Text block =>
++++++
Attention
Please review the active-active topology blueprint first ( Active-Active, N+1 Amphorae Setup )
https://blueprints.launchpad.net/octavia/+spec/active-active-topology
This blueprint describes how Octavia implements a Distributor to support the active-active loadbalancer (LB) solution, as described in the blueprint linked above. It presents the high-level Distributor design and suggests high-level code changes to the current code base to realize this design.
In a nutshell, in an active-active topology, an Amphora Cluster of two or more active Amphorae collectively provide the loadbalancing service. It is designed as a 2-step loadbalancing process; first, a lightweight distribution of VIP traffic over an Amphora Cluster; then, full-featured loadbalancing of traffic over the back-end members. Since a single loadbalancing service, which is addressable by a single VIP address, is served by several Amphorae at the same time, there is a need to distribute incoming requests among these Amphorae – that is the role of the Distributor.
++++++
Direction 1 => Retype the Octavia Distributor text in full, word for word.

Data to use =>
++++++
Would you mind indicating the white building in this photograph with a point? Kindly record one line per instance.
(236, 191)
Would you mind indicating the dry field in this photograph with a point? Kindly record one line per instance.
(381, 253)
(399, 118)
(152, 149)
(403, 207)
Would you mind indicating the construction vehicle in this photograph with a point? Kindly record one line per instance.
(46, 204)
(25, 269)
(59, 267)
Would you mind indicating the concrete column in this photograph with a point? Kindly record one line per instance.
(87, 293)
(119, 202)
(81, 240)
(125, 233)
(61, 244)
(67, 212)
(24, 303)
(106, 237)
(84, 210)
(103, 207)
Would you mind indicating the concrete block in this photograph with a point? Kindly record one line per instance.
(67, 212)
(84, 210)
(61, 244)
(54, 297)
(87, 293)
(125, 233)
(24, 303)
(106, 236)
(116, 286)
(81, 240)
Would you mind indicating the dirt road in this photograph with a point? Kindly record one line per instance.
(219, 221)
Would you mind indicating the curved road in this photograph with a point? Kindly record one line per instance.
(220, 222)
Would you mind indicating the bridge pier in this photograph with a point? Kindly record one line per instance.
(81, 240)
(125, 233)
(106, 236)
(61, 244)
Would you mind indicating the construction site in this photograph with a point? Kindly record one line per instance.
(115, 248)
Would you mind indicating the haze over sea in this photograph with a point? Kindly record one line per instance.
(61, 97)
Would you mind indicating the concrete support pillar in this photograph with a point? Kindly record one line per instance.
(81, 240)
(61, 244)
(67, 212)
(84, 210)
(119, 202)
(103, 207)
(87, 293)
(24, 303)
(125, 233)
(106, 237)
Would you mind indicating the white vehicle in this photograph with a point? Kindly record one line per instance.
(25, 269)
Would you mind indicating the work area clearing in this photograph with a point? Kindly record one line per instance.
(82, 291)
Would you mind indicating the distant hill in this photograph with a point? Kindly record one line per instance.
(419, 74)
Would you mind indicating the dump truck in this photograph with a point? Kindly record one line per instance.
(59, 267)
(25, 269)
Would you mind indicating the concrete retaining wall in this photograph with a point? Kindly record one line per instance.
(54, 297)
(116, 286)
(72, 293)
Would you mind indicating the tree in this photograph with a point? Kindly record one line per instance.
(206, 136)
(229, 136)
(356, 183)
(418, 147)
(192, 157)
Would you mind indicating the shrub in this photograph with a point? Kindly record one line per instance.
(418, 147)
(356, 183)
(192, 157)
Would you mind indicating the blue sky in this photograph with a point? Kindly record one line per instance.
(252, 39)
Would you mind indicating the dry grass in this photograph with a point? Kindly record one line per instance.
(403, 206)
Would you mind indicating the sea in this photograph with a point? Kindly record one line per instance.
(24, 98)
++++++
Direction 2 => Take the entries from the line that contains "Would you mind indicating the shrub" down to the last entry, and switch every "Kindly" to "Please" without changing anything else. Give back only those lines.

Written response 1 =>
Attention
Please review the active-active topology blueprint first ( Active-Active, N+1 Amphorae Setup )
https://blueprints.launchpad.net/octavia/+spec/active-active-topology
This blueprint describes how Octavia implements a Distributor to support the active-active loadbalancer (LB) solution, as described in the blueprint linked above. It presents the high-level Distributor design and suggests high-level code changes to the current code base to realize this design.
In a nutshell, in an active-active topology, an Amphora Cluster of two or more active Amphorae collectively provide the loadbalancing service. It is designed as a 2-step loadbalancing process; first, a lightweight distribution of VIP traffic over an Amphora Cluster; then, full-featured loadbalancing of traffic over the back-end members. Since a single loadbalancing service, which is addressable by a single VIP address, is served by several Amphorae at the same time, there is a need to distribute incoming requests among these Amphorae – that is the role of the Distributor.

Written response 2 =>
Would you mind indicating the shrub in this photograph with a point? Please record one line per instance.
(418, 147)
(356, 183)
(192, 157)
Would you mind indicating the blue sky in this photograph with a point? Please record one line per instance.
(252, 39)
Would you mind indicating the dry grass in this photograph with a point? Please record one line per instance.
(403, 206)
Would you mind indicating the sea in this photograph with a point? Please record one line per instance.
(24, 98)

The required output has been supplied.